Short problem: Could you rewrite every line of the records below as a JSON list of strings, one string per line, with blank lines omitted?

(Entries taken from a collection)
+ + + +

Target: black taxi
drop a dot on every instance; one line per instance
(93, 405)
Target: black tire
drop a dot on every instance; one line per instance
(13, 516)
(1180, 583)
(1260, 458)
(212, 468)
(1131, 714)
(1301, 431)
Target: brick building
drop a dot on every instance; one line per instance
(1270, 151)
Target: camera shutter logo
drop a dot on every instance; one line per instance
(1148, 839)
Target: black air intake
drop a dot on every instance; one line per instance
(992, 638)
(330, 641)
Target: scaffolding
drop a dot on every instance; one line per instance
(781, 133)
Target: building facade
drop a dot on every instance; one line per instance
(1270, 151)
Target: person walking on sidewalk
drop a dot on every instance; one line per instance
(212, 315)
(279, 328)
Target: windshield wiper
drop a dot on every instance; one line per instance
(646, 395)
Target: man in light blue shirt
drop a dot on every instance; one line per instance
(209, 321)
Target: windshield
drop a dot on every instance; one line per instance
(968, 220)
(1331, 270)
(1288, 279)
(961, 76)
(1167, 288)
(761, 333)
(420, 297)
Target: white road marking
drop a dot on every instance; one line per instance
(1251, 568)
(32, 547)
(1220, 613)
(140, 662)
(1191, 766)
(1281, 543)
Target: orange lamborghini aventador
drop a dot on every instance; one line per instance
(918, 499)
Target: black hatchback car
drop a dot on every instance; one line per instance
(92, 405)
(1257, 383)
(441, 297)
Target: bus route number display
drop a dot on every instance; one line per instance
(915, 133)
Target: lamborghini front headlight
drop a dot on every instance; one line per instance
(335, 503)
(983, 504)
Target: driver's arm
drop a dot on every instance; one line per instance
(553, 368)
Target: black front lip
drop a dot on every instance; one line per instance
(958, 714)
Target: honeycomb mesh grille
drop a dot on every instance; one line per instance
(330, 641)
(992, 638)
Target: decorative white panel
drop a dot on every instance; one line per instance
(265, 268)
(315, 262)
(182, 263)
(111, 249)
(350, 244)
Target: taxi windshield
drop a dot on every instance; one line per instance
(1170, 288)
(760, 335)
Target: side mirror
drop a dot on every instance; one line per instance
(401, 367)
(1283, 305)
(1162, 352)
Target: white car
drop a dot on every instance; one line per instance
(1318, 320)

+ + + +

Output below:
[
  "Target: black taxi",
  "drop a dot on every instance; one line per instance",
  "(93, 405)",
  "Target: black tire",
  "drop a dot on every instance; one line per instance",
  "(13, 516)",
  "(1180, 583)",
  "(1260, 458)",
  "(212, 468)",
  "(1131, 714)",
  "(1301, 431)",
  "Target: brick building",
  "drop a dot on every instance; one line per instance",
  "(1270, 151)",
  "Target: camera shutter logo",
  "drop a dot on every instance; one line per instance",
  "(1148, 839)",
  "Target: black air intake",
  "drop a dot on every instance; one line per instance",
  "(992, 638)",
  "(330, 641)",
  "Target: scaffolding",
  "drop a dot on every instance; one line per instance",
  "(781, 133)",
  "Target: building facade",
  "drop a dot on every instance; one line per instance",
  "(1270, 151)",
  "Target: person walking on sidewalk",
  "drop a dot on every instance; one line per instance",
  "(212, 315)",
  "(279, 328)",
  "Target: windshield wiper",
  "drop a dot on every instance; one line per instance",
  "(646, 395)",
  "Target: man in light blue shirt",
  "drop a dot on every instance; one line per instance",
  "(209, 321)",
  "Target: windshield",
  "drop a dot on every instance; one line per instance",
  "(968, 220)",
  "(1331, 270)",
  "(1288, 279)",
  "(961, 76)",
  "(1167, 288)",
  "(761, 333)",
  "(420, 297)",
  "Target: white road marking",
  "drop a dot on every instance; one line per instance",
  "(1251, 568)",
  "(32, 547)",
  "(1220, 613)",
  "(140, 662)",
  "(1191, 766)",
  "(1281, 543)",
  "Target: orange lamborghini aventador",
  "drop a dot on every instance; one line per instance",
  "(918, 499)",
  "Target: black hatchback car",
  "drop a dot on every instance; one line per instance",
  "(92, 405)",
  "(1257, 383)",
  "(441, 297)",
  "Target: bus route number display",
  "drop a dot on every instance; one line per instance",
  "(915, 133)",
  "Target: lamborghini front headlight",
  "drop a dot on every instance; one line per instance",
  "(335, 503)",
  "(983, 504)",
  "Target: driver's arm",
  "drop a dot on every instance; one line per instance",
  "(553, 368)",
  "Target: black front lip",
  "drop a dot on every instance; one line per instance",
  "(958, 714)",
  "Target: honeycomb mesh grille",
  "drop a dot on every instance; one line per instance",
  "(330, 641)",
  "(992, 638)",
  "Target: decorative white panel",
  "drop a dot on every instance; one line per instance",
  "(265, 268)",
  "(315, 262)",
  "(182, 263)",
  "(111, 249)",
  "(350, 244)",
  "Target: taxi windshield",
  "drop a dot on every instance; one line per instance",
  "(1170, 288)",
  "(760, 335)",
  "Target: side mirror",
  "drop a dot on every instance; one line per instance",
  "(401, 367)",
  "(1283, 305)",
  "(1162, 352)",
  "Target: white car",
  "drop a dot on every instance; one line per instance",
  "(1318, 320)"
]